Here is a blessing in English:
May the guy live 120 years healthily and may the girl live 108 years and bear many boy kids.
Sound medieval? Ok. Let’s make it a little more flowery:
May the groom live a long and fruitful life of twenty and hundred years and may the bride live a fertile eight and hundred years while bearing many healthy and virtuous male children
Sound…um..quaint? Old-fashioned? Irrelevant but poetic? Ok. Now, translate that into Sanskrit and you have an important chant uttered at (almost) all Hindu weddings.
Now picture this. If my photoshop skills were any good, I could spare you the trouble. But spare me and let loose the photoshop of your mind: Let’s replace the typical priest and nadaswaram troupe with a band, DJ and a rapper-vocalist. The rapper ofcourse, is a certified priest as well. She (aha !) proceeds to rap the “Mangalyam..” chant in 3 different languages (for the benefit of the audience whose sanskrit knowledge is approximately zero) set to a pounding beat. The beat incidentally comprises thavils and japanese taiko drums mashed up with some serious heart pounding bass. A lilting kashmiri santoor complements the priestess’ powerful voice. She interleaves the Sanskrit chants with Rastafarian wedding vows and Shinto verses.

_Task list_.
1. In the wedding blessing passage, what does the writer propose replacing the typical priest and nadaswaram troupe with? Name each one.
2. Answer these questions on the wedding blessing passage:
(a) How many years does the plain English blessing wish for the guy?
(b) In how many languages does the rapper perform the "Mangalyam.." chant?
(c) What instrument complements the priestess's voice?
3. Write out the part of the wedding blessing passage starting with "Sound medieval? Ok." and going on through "all Hindu weddings.".
The listing that comes next has nothing to do with the wedding blessing passage.

_Data extracts_.
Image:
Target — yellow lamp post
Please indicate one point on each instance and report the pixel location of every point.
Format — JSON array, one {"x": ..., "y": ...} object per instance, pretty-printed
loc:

_Solutions in order_.
1. A band, a DJ and a rapper-vocalist.

2.
(a) 120 years.
(b) Three.
(c) A Kashmiri santoor.

3.
Sound medieval? Ok. Let’s make it a little more flowery:
May the groom live a long and fruitful life of twenty and hundred years and may the bride live a fertile eight and hundred years while bearing many healthy and virtuous male children
Sound…um..quaint? Old-fashioned? Irrelevant but poetic? Ok. Now, translate that into Sanskrit and you have an important chant uttered at (almost) all Hindu weddings.